**Stored data entries**:
··········
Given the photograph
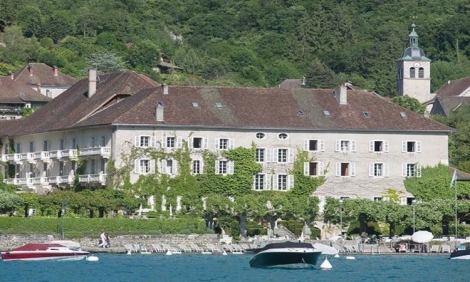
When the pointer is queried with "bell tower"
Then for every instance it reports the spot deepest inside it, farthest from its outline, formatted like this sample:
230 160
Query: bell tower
414 71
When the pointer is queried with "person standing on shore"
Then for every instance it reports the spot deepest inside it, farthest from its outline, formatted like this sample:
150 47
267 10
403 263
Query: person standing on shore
103 239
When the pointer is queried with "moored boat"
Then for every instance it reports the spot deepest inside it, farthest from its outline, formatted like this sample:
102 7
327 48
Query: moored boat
44 251
286 254
461 252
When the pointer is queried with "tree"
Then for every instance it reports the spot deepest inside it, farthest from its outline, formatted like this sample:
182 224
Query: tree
409 103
··········
**Exercise directions**: What lines in the records above include the string "pointer"? Copy each one.

**Reply**:
When the pointer is queried with "bell tower"
When the pointer is queried with "person standing on shore"
When the pointer is queried with "moored boat"
When the pointer is queried with "tree"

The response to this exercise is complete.